▶ [Extrait choisi]:

☆ ☆ ☆

Nous sommes en présence d'un projet global, que vous mettez progressivement en place, texte après texte, petites touches par petites touches, pour vous assurer qu'il passera mieux. Ce projet est celui que nous imposent les organismes financiers internationaux et les représentants des différents patronats nationaux. Ce projet est celui d'un ultralibéralisme destructeur du statut salarial et de la cohésion sociale, où l'inégalité est le fondement des rapports humains.
Monsieur le ministre, je terminerai en évoquant rapidement deux points.
Tout d'abord, même si nous vous avons dit tout le mal que nous pensions du contrat « nouvelles embauches », je souhaite l'évoquer de nouveau, au regard de la discussion que nous avons eue cet après-midi sur l'égalité salariale.
Dans le cadre du CNE, l'employeur n'est pas tenu de motiver un licenciement. Vous m'avez dit, monsieur le ministre, qu'une lettre recommandée serait nécessaire. Cependant, si, dans cette lettre, n'est évoqué, par exemple, que le mauvais temps pour justifier ce licenciement, ce sera peut-être une lettre « météo », mais non une lettre dûment motivée. Or je pense que la rupture du lien de travail doit être motivée.

☆ ☆ ☆

▶ [Objectif A]:
Pouvez-vous réécrire le passage de l'extrait choisi qui s'ouvre sur « Monsieur le ministre, je » et s'achève sur « doit être motivée. », en changeant « licenciement » en « renvoi » ?
▶ [Objectif B]:
Pouvez-vous écrire la suite de l'extrait choisi à partir de l'endroit où il s'arrête ?
Les entrées n'ont aucun rôle dans ce travail.

▶ [Données fournies]:
☆ ☆ ☆

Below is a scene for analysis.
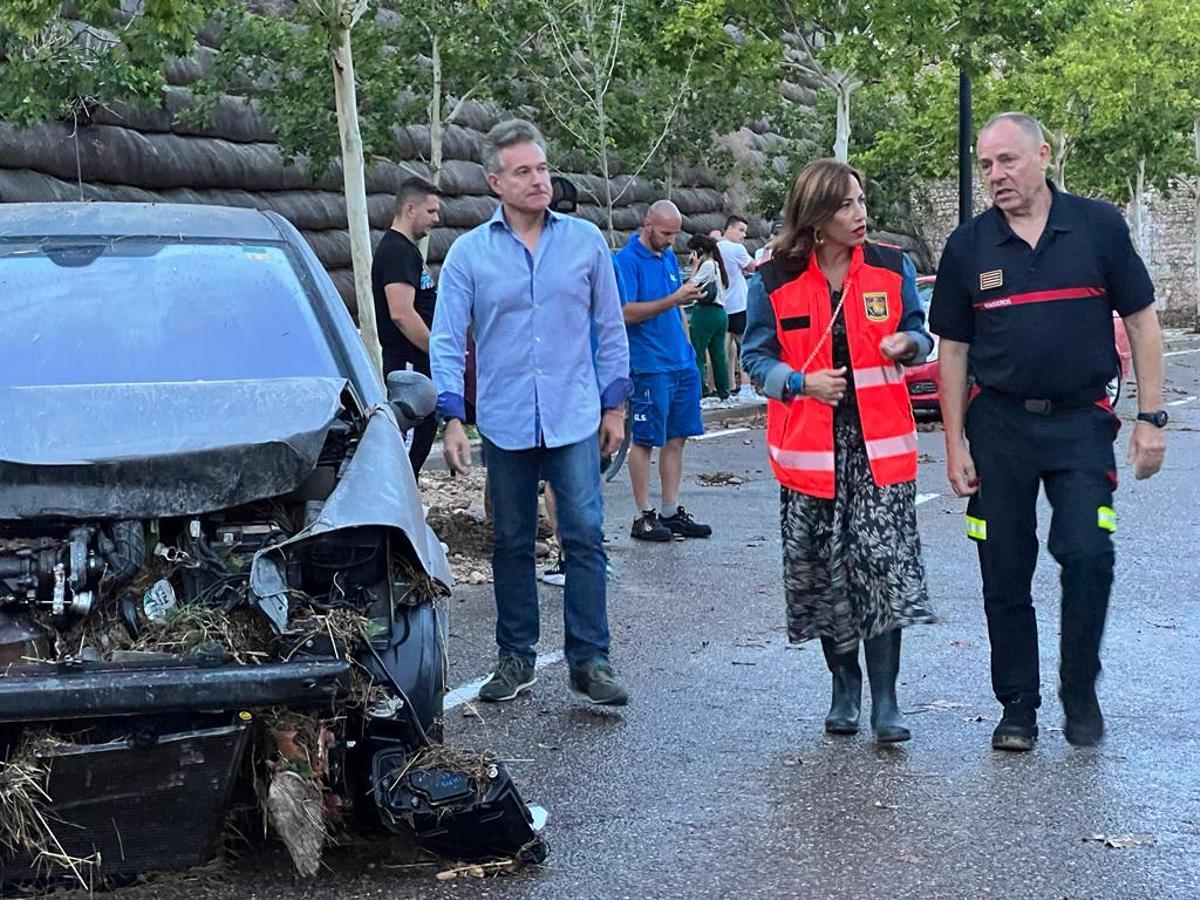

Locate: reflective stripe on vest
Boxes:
[854,365,904,390]
[866,431,917,460]
[769,446,834,472]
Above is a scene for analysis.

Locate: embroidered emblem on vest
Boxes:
[979,269,1004,290]
[863,290,888,322]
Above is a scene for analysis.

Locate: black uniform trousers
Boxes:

☆ ☆ ☆

▶ [Réponse rédigée A]:
Monsieur le ministre, je terminerai en évoquant rapidement deux points.
Tout d'abord, même si nous vous avons dit tout le mal que nous pensions du contrat « nouvelles embauches », je souhaite l'évoquer de nouveau, au regard de la discussion que nous avons eue cet après-midi sur l'égalité salariale.
Dans le cadre du CNE, l'employeur n'est pas tenu de motiver un renvoi. Vous m'avez dit, monsieur le ministre, qu'une lettre recommandée serait nécessaire. Cependant, si, dans cette lettre, n'est évoqué, par exemple, que le mauvais temps pour justifier ce renvoi, ce sera peut-être une lettre « météo », mais non une lettre dûment motivée. Or je pense que la rupture du lien de travail doit être motivée.

▶ [Réponse rédigée B]:
Les femmes âgées de moins de vingt-six ans seront les plus menacées par ces nouveaux contrats !
M. Guy Fischer. C'est un comble !
M. Jean-Pierre Godefroy. En effet, le licenciement n'ayant plus à être motivé, toutes les dispositions dont nous avons parlé cet après-midi ne s'appliqueront pas à ces salariées ! Voilà un bel exemple d'un double discours, d'un double langage !
M. Guy Fischer. Tout à fait !
M. Jean-Pierre Godefroy. Par ailleurs, je le répète - cela ne vous surprendra pas ! - nous ne pouvons pas accepter que des jeunes âgés de moins de vingt-six ans soient considérés comme des sous-citoyens quand ils entrent dans l'entreprise ! Je l'ai déjà dit et je le répète, car il faut que cela se sache ! (Applaudissements sur les travées du groupe socialiste et du groupe CRC.) Ces jeunes peuvent être élus, ils ont tous les droits des citoyens. L'entreprise ne peut pas être un champ clos à la citoyenneté !
Vous nous avez dit, monsieur le ministre, que ce contrat « nouvelles embauches » était un CDI. Dès lors, je ne comprends pas pourquoi vous ne lui appliquez pas les règles générales du code du travail, qui prévoient déjà des conditions - certes, elles ne sont pas satisfaisantes -, pour comptabiliser les travailleurs, en ce qui concerne, notamment, les comités d'entreprise et la représentation syndicale. Puisqu'il s'agit d'un CDI, n'établissez pas de mesures dérogatoires pour ces jeunes ! Appliquez-leur les mesures générales du code du travail ! Cela devrait être assez simple !
Pourquoi ne le faites-vous pas ? Par facilité ! Le salarié sera « viré », puisque l'employeur ne sera pas obligé de motiver le licenciement.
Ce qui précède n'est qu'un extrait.